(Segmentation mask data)
★ ★ ★

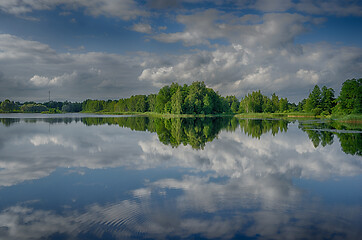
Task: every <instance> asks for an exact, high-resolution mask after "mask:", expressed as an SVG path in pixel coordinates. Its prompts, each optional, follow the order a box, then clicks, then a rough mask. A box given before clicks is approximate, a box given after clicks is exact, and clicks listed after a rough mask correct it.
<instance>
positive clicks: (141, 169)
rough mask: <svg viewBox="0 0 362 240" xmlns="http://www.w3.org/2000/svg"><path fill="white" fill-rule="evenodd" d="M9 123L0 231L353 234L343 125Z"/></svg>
mask: <svg viewBox="0 0 362 240" xmlns="http://www.w3.org/2000/svg"><path fill="white" fill-rule="evenodd" d="M6 122H7V124H4V125H2V126H1V125H0V133H1V135H0V153H1V154H0V239H5V240H8V239H175V238H176V239H243V238H244V239H358V238H359V237H360V236H361V234H362V232H361V230H360V225H361V222H362V205H361V202H362V189H361V185H362V179H361V178H362V176H361V175H362V162H361V158H360V157H359V156H358V155H360V147H361V146H357V147H355V145H353V141H355V140H357V141H360V140H358V139H360V135H361V133H360V132H356V131H354V132H350V131H351V129H336V128H332V127H329V126H327V125H320V124H322V123H318V122H302V121H300V122H288V121H283V120H250V119H236V118H202V119H197V118H183V119H177V118H169V119H159V118H143V117H142V118H138V117H119V118H83V117H82V118H76V119H74V118H68V119H66V120H62V118H58V119H42V120H39V119H31V122H30V120H26V121H25V120H23V119H22V120H21V121H14V123H15V124H13V125H12V124H11V123H9V121H8V120H6ZM49 123H50V124H51V127H50V131H49ZM119 126H121V127H119ZM130 129H131V130H136V131H131V130H130ZM300 129H302V130H303V131H305V132H306V133H304V132H303V131H301V130H300ZM351 134H352V135H351ZM353 134H356V135H353ZM334 136H337V137H334ZM350 136H357V137H350ZM358 136H359V137H358ZM344 137H349V138H350V140H348V141H352V145H353V147H351V145H349V144H346V143H347V140H341V139H342V138H344ZM351 139H352V140H351ZM343 141H346V142H344V143H343ZM343 144H346V145H345V146H346V147H347V148H345V147H344V145H343ZM341 147H342V149H341ZM348 148H350V150H348ZM341 150H343V151H344V152H346V153H348V155H347V154H345V153H344V152H342V151H341ZM356 151H357V152H356ZM358 151H359V152H358ZM353 154H354V155H353ZM29 180H31V181H29ZM318 186H322V187H318Z"/></svg>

★ ★ ★

Your assignment →
If a line in the records above holds the string "instance", copy it.

Answer for this exercise →
Task: every <instance> asks for an exact, high-resolution mask after "mask:", expressed as an SVG path in pixel coordinates. Its prompts, each optional, follow the order a box, then clicks, then a rough mask. A box given before clicks is approximate, a box given after clicks is exact, and clicks listed after a rough mask correct it.
<instance>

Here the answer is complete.